_Aufgabe 1_. Übertrage aus dem Text über die Gäulchesmacher wortgetreu den Abschnitt zwischen „Ein typisches Gäulchen“ und „bestand aus Hanf.“, beide eingeschlossen.
_Aufgabe 2_. Warum versuchten die Menschen laut dem Text über die Gäulchesmacher, ihren Lebensunterhalt mit kleinen Handwerken zu verdienen?
_Aufgabe 3_. Welche Materialien werden im Text über die Gäulchesmacher für die Herstellung eines typischen Gäulchens und der angehängten Wagen genannt?

_Artikel_.

%%

„Die Gäulschenmacher von Niedernhausen.“

Früher als das Spielzeug noch nicht so reichlich vorhanden war und der Niedergang alter Erwerbszweige, wie zB. das Weben (welches in Niedernhausen auch ausgeübt wurde – man denke in diesem Zusammenhang an die Schnurrgasse in Niedernhausen oder auch an den Hausnamen “`s Wewwersch” was auf die 4 Generationen Buß in diesem Haus zurückzuführen ist welche allesamt hier das Leinweberhandwerk ausübten oder auch der hiermit zusammenhängende Flachsanbau (noch heute erinnern Namen wie Hechler oder Standortbezeichnungen wie Flachskaute an diese alten Tätigkeiten). Gleichzeitig stieg die Bevölkerungszahl kontinuierlich an und die Menschen benötigten allesamt ihr Auskommen. Industrie, wie wir sie heute kennen, gab es damals noch nicht in unserer Region so versuchte man sich in kleinen Handwerken um seinen Lebensunterhalt zu verdienen.

Wie das Gäulchesmacherhandwerk (wenn man es so nennen will) nach Niedernhausen gelangt ist kann an dieser Stelle nicht erklärt werden, eventuell hat irgendein Geselle dieses Handwerk aus dem Nürnberger Raum hierher gebracht – Spekulation. In der zweiten Hälfte des 19. Jahrhunderts jedoch begann man wohl in Niedernhausen in verschiedenen “Familienbetrieben” damit Spielwaren aus Holz herzustellen. Zumeist waren dies Gäulchen in allen Größen, Gäulchen mit angehängten Wagen, Schaukelpferde usw. Einen Meister brauchte es bei diesem Handwerk nicht – es handelte sich zunächst wohl um familiäre Einheiten bei der jede Hand unterstützte um zum Lebensunterhalt der Familie bei- zutragen. Um die Jahrhundertwende zum 20. Jahrhundert gab es bis zu 20 Handwerksbetriebe in Niedernhausen welche sich mit diesem Handwerk beschäftigten.

Ein typisches Gäulchen wurde damals aus Erlenholz erschaffen – die angehängten Wagen waren aus Espenholz. In den, sehr oft nur kleinen, Werkstätten wurde dann der Rumpf gedreht, mit der Schnitzbank gearbeitet und später geleimt und bemalt. Der Schwanz der Pferde bestand aus Hanf.

Einige der damaligen Handwerker in Niedernhausen sind namentlich bekannt: “Philipp Becker, Georg Becker, Adam Becker, Philipp Hechler, Georg Marquard, Friedrich Walter Michael Hörr, Georg Beilstein, Georg Meisenbach, Philipp Späth, Franz Diehl, Fritz Schwebel, Adam Beilstein, Fritz Späth” u.a. (wie sich Ludwig Hechler erinnerte). Der bekannte Odenwald- Forscher, Sanitätsrat Maurer, hat unter seinen heute noch bekannten Bildern auch das Handwerk der Gäulchesmacher in Niedernhausen festgehalten.

%%

[Einträge der Sammlung]
%%

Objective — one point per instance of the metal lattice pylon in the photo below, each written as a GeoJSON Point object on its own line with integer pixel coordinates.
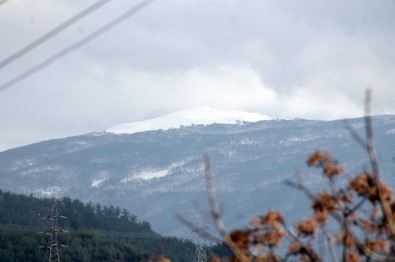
{"type": "Point", "coordinates": [200, 244]}
{"type": "Point", "coordinates": [52, 248]}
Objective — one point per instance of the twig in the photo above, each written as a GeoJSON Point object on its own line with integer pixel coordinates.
{"type": "Point", "coordinates": [331, 247]}
{"type": "Point", "coordinates": [215, 212]}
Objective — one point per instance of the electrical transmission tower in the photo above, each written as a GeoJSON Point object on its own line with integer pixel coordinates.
{"type": "Point", "coordinates": [200, 243]}
{"type": "Point", "coordinates": [52, 248]}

%%

_Richtige Antwort 1_.
Ein typisches Gäulchen wurde damals aus Erlenholz erschaffen – die angehängten Wagen waren aus Espenholz. In den, sehr oft nur kleinen, Werkstätten wurde dann der Rumpf gedreht, mit der Schnitzbank gearbeitet und später geleimt und bemalt. Der Schwanz der Pferde bestand aus Hanf.

_Richtige Antwort 2_. Die Bevölkerungszahl stieg kontinuierlich an, und alle Menschen benötigten ihr Auskommen. Eine Industrie, wie man sie heute kennt, gab es damals in der Region noch nicht.

_Richtige Antwort 3_. Erlenholz für das Gäulchen, Espenholz für die angehängten Wagen und Hanf für den Schwanz der Pferde.